TO BE DONE: Could you quote every one of the rows below word for word?

Records contained in a dataset:
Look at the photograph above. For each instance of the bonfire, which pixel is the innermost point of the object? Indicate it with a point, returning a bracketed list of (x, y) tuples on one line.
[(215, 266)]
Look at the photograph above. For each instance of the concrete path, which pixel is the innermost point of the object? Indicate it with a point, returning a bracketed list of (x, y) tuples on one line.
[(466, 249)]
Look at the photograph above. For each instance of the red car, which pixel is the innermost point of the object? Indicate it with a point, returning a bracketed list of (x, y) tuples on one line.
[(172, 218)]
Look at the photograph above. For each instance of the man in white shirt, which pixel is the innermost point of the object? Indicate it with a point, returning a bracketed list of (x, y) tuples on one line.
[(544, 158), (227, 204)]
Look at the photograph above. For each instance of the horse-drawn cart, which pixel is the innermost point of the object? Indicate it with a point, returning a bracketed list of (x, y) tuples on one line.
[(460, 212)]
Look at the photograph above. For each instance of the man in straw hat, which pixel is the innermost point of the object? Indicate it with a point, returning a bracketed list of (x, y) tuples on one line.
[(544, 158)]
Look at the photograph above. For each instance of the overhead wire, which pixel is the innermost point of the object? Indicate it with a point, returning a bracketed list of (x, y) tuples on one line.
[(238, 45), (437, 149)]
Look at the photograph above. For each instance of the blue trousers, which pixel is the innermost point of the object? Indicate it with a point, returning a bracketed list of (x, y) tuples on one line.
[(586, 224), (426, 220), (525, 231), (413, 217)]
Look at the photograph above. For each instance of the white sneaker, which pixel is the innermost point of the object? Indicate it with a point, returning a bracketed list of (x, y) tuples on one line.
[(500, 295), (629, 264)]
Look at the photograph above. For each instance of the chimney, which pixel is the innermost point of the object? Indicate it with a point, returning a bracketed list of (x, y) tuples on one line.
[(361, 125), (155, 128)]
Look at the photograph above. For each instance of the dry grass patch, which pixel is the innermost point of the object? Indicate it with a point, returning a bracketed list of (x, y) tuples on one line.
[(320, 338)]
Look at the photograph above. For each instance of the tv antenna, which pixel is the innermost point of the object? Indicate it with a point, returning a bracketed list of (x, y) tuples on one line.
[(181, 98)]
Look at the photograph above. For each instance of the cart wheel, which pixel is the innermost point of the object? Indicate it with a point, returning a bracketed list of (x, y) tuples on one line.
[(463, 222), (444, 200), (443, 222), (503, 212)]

OUTPUT OF THE TASK:
Look at the photograph above. For each instance of the bonfire, which pixel is the innermost point of the object? Indicate it with a point, returning a bracketed list of (x, y) tuples on one line.
[(215, 266)]
Look at the photograph above. For each instance of the concrete path, which pixel is the innermost point of the object? Indicate it with a point, returning a bracketed list of (x, y) tuples on one line.
[(466, 249)]
Look at the photograph above. For each instance of the red car, which pixel is the innermost point of the object? Indicate it with a point, returning a bracketed list of (x, y) tuples on one line.
[(172, 218)]
Look at the photograph above. For each instance of the man in white shirt, which pixel is the innermost point of the object? Indicate it with a point, returning a bracketed list of (x, y) tuples on one line.
[(544, 158), (227, 204)]
Look at the photograph above. For each instance of the horse-drawn cart, which pixel is the innermost point of the object? Indicate it with a point, returning a bracketed list of (x, y) tuples on one line.
[(460, 212)]
Look at the photograph above. For each instance of the man in straw hat, which pixel is the innermost point of the object? Indicate it with a point, returning a bracketed list of (x, y) tuples on one line.
[(544, 158)]
Look at the photograph above. For each instance of the overhead wire, which pixel is the innermost point of the object? Indicate it with a point, returning a bracketed list of (x, y) tuples on one line.
[(238, 45), (437, 149)]
Look at the photograph above. For each instance of the blue trousers, which pixel is the innermost point of the object? Indicate it with a point, returning a bracketed list of (x, y) tuples on one line.
[(586, 224), (426, 220), (525, 231), (413, 217)]
Look at the photograph above. For each instance of the white sneaker, which pixel is the innermost point of the object? Indicate it with a point, returning a bracketed list of (x, y) tuples on one line.
[(500, 295), (629, 264)]
Look at the photograph above. For each instance of the chimney, which pixel is the innermost point of the object? Indicate it with a point, returning a bracketed list of (x, y) tuples on one line.
[(361, 125), (155, 128)]
Look at the photograph above. For each instance of the dry grass patch, which pixel is the innermost point of the object? Indicate it with a point, returning a bracketed list of (x, y) tuples on one line.
[(320, 338)]
Look at the photograph above. For each instance of the tv antenna, which pixel is the innermost point of the object? Indicate it with a point, returning a bracketed list of (x, y) tuples on one line.
[(181, 98)]
Look at the photograph above. For each instance of the cart wheel, which pixel is the innermost point of the object? Indicate it with a point, returning a bracketed list of (x, y) tuples on one line.
[(463, 222), (444, 200), (443, 222), (503, 212)]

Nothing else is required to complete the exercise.